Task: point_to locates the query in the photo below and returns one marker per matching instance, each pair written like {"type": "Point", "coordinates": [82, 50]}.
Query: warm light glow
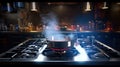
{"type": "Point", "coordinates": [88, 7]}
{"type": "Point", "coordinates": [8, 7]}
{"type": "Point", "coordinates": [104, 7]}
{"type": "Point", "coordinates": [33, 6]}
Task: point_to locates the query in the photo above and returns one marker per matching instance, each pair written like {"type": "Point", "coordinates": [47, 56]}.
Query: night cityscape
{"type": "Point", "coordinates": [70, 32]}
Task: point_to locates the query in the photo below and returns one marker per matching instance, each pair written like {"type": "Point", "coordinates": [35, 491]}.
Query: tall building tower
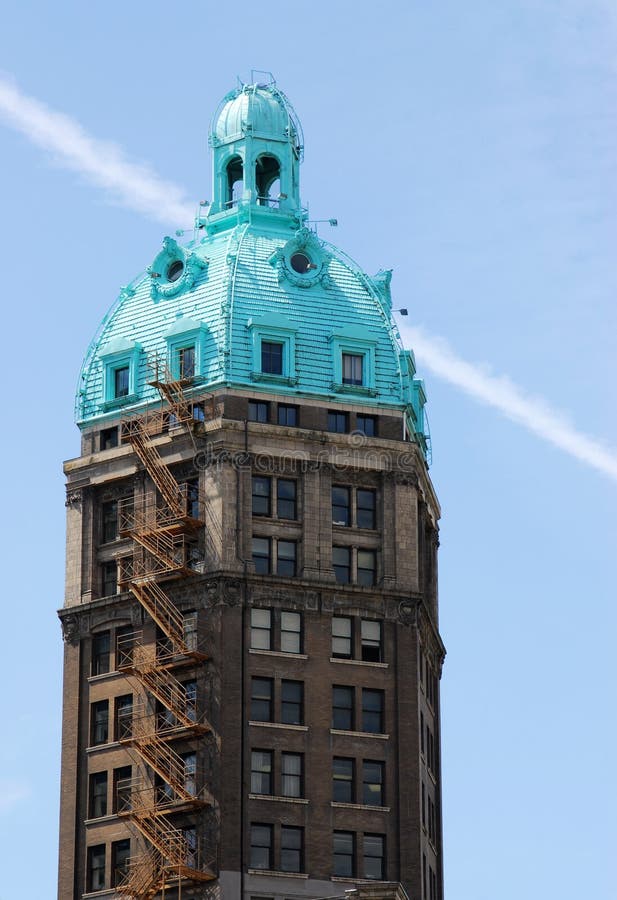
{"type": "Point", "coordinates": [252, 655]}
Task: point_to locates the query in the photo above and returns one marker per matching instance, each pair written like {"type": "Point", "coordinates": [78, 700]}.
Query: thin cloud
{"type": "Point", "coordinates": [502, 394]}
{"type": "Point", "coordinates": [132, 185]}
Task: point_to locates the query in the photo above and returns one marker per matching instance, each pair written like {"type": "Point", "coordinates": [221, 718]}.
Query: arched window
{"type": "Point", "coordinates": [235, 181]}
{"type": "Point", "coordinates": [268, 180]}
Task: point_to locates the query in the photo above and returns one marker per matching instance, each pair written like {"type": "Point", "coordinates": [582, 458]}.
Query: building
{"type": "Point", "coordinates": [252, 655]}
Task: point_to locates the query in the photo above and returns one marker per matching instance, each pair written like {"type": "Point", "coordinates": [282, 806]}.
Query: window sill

## [SET PROBLEM]
Without the pictures, retype the whole of the material above exactly.

## [SOLUTION TO THIS EXERCISE]
Task: point_to locates the query in the photo below and returns one marker per matching instance, each pair written like {"type": "Point", "coordinates": [82, 50]}.
Query: warm light glow
{"type": "Point", "coordinates": [88, 7]}
{"type": "Point", "coordinates": [8, 7]}
{"type": "Point", "coordinates": [104, 7]}
{"type": "Point", "coordinates": [33, 6]}
Task: point_to locates the query in the photo above and returns one marker per matching instance, each pair written like {"type": "Point", "coordinates": [47, 56]}.
Query: night cityscape
{"type": "Point", "coordinates": [70, 32]}
Task: point_to locates the query in the photo below and returns one marker per matching instance, each pair written like {"type": "Point", "coordinates": [35, 491]}.
Query: tall building tower
{"type": "Point", "coordinates": [252, 655]}
Task: point_to locates the query in the photo above and returns one marker per matching instance, each pair written like {"type": "Point", "coordinates": [78, 700]}.
Query: thin cloud
{"type": "Point", "coordinates": [502, 394]}
{"type": "Point", "coordinates": [132, 185]}
Task: point_to locates the query in the photo above and returns one marker per matching instance, each pair written like {"type": "Point", "coordinates": [221, 718]}.
Query: arched window
{"type": "Point", "coordinates": [235, 181]}
{"type": "Point", "coordinates": [268, 180]}
Task: point_to locates the query in the photo above and returns one marker per matching instance, each pair written like {"type": "Point", "coordinates": [582, 458]}.
Query: building
{"type": "Point", "coordinates": [252, 655]}
Task: point_to locates the query in the photo above and returns one marker per matching instance, each pair written like {"type": "Point", "coordinates": [282, 806]}.
Query: window sill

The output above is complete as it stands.